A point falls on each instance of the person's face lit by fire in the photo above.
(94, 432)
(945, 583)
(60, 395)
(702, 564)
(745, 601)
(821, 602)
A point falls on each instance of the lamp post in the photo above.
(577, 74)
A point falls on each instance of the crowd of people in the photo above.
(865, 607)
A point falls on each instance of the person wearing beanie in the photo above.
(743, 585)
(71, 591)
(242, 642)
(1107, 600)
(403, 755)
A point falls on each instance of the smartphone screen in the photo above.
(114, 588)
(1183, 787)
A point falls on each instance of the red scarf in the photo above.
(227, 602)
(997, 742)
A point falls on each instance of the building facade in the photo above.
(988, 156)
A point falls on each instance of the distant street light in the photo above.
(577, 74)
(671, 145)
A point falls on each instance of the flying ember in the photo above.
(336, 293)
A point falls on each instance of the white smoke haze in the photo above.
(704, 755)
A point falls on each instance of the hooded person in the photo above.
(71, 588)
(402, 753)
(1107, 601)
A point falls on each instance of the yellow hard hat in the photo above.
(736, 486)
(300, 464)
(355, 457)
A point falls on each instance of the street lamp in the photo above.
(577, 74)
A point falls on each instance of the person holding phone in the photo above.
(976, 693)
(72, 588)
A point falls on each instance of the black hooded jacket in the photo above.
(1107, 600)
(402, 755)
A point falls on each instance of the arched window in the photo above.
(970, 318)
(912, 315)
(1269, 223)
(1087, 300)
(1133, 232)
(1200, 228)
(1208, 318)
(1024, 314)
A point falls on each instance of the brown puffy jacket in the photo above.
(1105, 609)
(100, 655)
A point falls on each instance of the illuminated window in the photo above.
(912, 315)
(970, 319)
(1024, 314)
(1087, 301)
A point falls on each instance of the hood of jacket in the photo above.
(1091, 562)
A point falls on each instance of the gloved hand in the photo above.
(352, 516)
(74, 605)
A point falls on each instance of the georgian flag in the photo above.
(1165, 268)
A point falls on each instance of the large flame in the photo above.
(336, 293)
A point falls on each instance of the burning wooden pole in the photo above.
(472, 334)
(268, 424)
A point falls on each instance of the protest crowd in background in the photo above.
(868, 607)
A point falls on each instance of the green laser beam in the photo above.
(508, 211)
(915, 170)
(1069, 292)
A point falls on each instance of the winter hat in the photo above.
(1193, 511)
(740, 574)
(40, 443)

------------

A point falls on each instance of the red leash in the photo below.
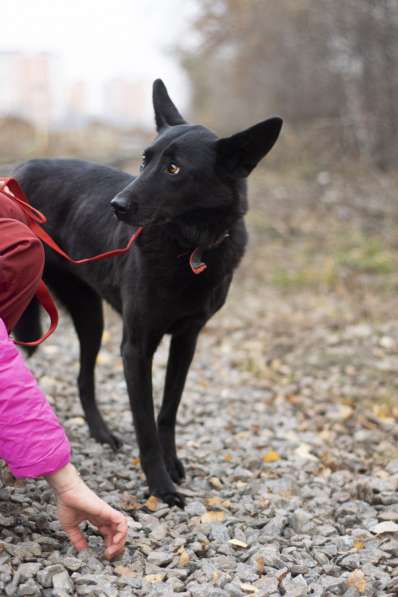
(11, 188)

------------

* What this task involves: Recast the records from the line containing "A point falls on each instance of the arched" through the line containing "(1091, 562)" as a Markdown table. Use the columns Row and Text, number each line in order, and leave out any blank lines.

* The output:
| Row | Text |
|---|---|
| 1 | A point falls on each instance of the arched window in the photo above. |
| 2 | (970, 318) |
| 3 | (912, 315) |
| 4 | (1269, 223) |
| 5 | (1087, 300) |
| 6 | (1133, 232) |
| 7 | (1200, 228) |
| 8 | (1208, 318) |
| 9 | (1024, 314) |
| 10 | A point falls on each instance of the brown puffy jacket in the photo above. |
| 11 | (1105, 609) |
| 12 | (100, 655) |
| 13 | A point falls on each instance of the illuminated window in the photo above. |
| 14 | (912, 315) |
| 15 | (970, 319) |
| 16 | (1024, 314) |
| 17 | (1087, 301) |
| 18 | A point falls on each instance of the hood of jacket in the photo above. |
| 19 | (1091, 562) |